**THE EXERCISE**: Copy out all of the items below, changing every occurrence of "farthest from its outline" to "most distant from its edge" and leaving everything else as it is.
========================
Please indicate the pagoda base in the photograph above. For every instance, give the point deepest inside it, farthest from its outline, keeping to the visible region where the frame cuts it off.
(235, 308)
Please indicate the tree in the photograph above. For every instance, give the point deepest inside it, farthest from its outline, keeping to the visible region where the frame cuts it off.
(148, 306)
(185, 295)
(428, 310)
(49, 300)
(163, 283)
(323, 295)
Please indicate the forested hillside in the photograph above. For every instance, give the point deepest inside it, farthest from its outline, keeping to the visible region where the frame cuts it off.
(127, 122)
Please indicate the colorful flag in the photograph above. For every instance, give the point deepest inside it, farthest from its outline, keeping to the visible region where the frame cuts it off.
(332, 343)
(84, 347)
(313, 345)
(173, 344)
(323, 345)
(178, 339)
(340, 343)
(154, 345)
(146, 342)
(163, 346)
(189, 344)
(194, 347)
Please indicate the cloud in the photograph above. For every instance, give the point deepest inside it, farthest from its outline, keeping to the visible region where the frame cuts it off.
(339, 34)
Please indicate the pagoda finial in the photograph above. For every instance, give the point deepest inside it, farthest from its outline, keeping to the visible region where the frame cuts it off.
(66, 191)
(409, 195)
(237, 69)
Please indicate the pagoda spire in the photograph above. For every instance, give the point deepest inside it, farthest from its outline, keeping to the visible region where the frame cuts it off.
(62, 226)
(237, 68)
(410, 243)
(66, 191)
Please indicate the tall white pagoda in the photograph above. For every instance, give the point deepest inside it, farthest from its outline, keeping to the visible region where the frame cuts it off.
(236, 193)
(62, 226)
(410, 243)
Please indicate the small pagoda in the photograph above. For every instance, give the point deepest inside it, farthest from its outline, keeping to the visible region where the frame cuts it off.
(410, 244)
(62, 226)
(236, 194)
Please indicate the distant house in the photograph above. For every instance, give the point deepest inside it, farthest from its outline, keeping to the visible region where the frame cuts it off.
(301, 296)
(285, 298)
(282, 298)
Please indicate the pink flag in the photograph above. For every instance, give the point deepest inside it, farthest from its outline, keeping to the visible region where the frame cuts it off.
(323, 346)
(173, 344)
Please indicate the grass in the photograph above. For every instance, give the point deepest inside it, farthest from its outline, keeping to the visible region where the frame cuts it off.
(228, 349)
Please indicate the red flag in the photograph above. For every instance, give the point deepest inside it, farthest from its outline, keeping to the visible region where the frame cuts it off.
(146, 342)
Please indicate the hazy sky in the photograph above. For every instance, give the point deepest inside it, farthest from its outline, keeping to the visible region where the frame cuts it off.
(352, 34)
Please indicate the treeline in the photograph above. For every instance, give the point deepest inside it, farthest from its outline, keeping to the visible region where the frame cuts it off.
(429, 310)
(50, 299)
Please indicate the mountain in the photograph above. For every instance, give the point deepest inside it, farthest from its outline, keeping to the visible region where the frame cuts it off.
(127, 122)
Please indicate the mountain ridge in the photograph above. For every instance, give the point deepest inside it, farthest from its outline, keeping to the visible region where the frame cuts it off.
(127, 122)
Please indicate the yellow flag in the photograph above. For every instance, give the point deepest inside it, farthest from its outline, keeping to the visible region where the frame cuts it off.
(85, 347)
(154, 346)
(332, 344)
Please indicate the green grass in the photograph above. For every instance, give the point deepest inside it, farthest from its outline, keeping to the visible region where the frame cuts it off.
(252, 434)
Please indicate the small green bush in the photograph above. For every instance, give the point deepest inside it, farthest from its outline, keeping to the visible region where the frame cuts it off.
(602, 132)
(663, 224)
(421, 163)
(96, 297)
========================
**REPLY**:
Please indicate the pagoda base in the photograph above. For every instance, give the point deepest inside it, most distant from its edge, keeping to the visible region where the frame cuts it off.
(235, 308)
Please indicate the tree in the photograph above. For every instance, give the point deepest inside it, most distant from its edge, keeping to the visible region where the frame cuts it off.
(148, 306)
(185, 295)
(428, 310)
(49, 300)
(163, 283)
(323, 295)
Please indicate the forested hillside in the photograph above. For every instance, give the point deepest inside it, most distant from its edge, keeping to the visible region where the frame cuts it off.
(127, 122)
Please indicate the colorful flag in the photograph above. For every instance, give the point deepest inside it, most distant from its edge, keeping to the visible region where the frame cuts it off.
(332, 343)
(84, 347)
(313, 345)
(173, 344)
(323, 345)
(178, 339)
(340, 343)
(154, 345)
(146, 342)
(163, 346)
(189, 344)
(194, 347)
Please indicate the cloud in the photograph above. For every instance, give the point deepest inside it, most distant from its edge, keeping to the visible region where the frame cuts it off.
(339, 34)
Please indicate the pagoda finial in the photograph above. For every instance, give the point deepest inside it, most distant from its edge, keeping to the visible region where the frame cuts it off.
(66, 191)
(409, 195)
(237, 69)
Please indicate the pagoda spire in the photograph above. For every instance, give the point deepest inside it, most distant from its edge, keeping to the visible region where the frame cuts it off.
(62, 226)
(237, 68)
(410, 243)
(66, 191)
Please indicate the tall white pagoda in the photograph above. For every instance, give the point deepest inside it, most distant from its edge, keeping to the visible region where the frame cuts it off.
(236, 193)
(62, 226)
(410, 243)
Please indicate the small pagoda in the photograph above. For every instance, give the point deepest inside it, most distant from its edge, keeping to the visible region where the frame cuts it off.
(410, 244)
(62, 226)
(236, 194)
Please indicate the distant house in the photograph above. For every instance, give the point deepest inside it, most distant from its edge, keeping to the visible region where the frame cuts it off.
(301, 296)
(285, 298)
(282, 298)
Please indicate the pink flag in the photograph above. For every instance, give the point deepest inside it, most distant from its edge, keeping to the visible region where the frame cuts it off.
(323, 346)
(173, 344)
Please indicate the grass in the photograph above. For every instance, give the point deepest inside it, most distant from its edge, keeping to the visible region where the frame cuts it off.
(228, 349)
Please indicate the red flag in the photograph above. For every instance, give the point deepest inside it, most distant from its edge, keeping to the visible region where the frame cuts it off.
(146, 342)
Please indicate the hazy sky in the photograph above. For every instance, give the point deepest inside it, most distant from its edge, keeping to the visible region where the frame cuts it off.
(352, 34)
Please indicate the treeline in the photograph above. For every instance, give the point deepest inside it, most distant from its edge, keeping to the visible region where the frame cuts it off.
(429, 310)
(50, 299)
Please indicate the mountain in the photograph above. For every instance, give the point deepest inside it, most distant from its edge, keeping to the visible region where the frame cuts it off.
(127, 122)
Please indicate the mountain ridge in the photograph above. For every instance, give the point deepest inside it, most distant from its edge, keeping to the visible region where the frame cuts it off.
(127, 122)
Please indicate the yellow flag in the photograph above. For every instance, give the point deepest inside it, most distant from its edge, keeping to the visible region where the frame cuts it off.
(85, 347)
(154, 346)
(332, 344)
Please indicate the green grass in the photograph above. For every instance, give the point deepest inside it, most distant from its edge, keeping to the visible region where the frame cuts it off.
(252, 434)
Please indicate the small green bush in the photograph above. For every instance, give the point deepest inside it, most distant from its edge, keeping to the visible region where the frame cuts it off.
(602, 132)
(663, 224)
(421, 163)
(96, 297)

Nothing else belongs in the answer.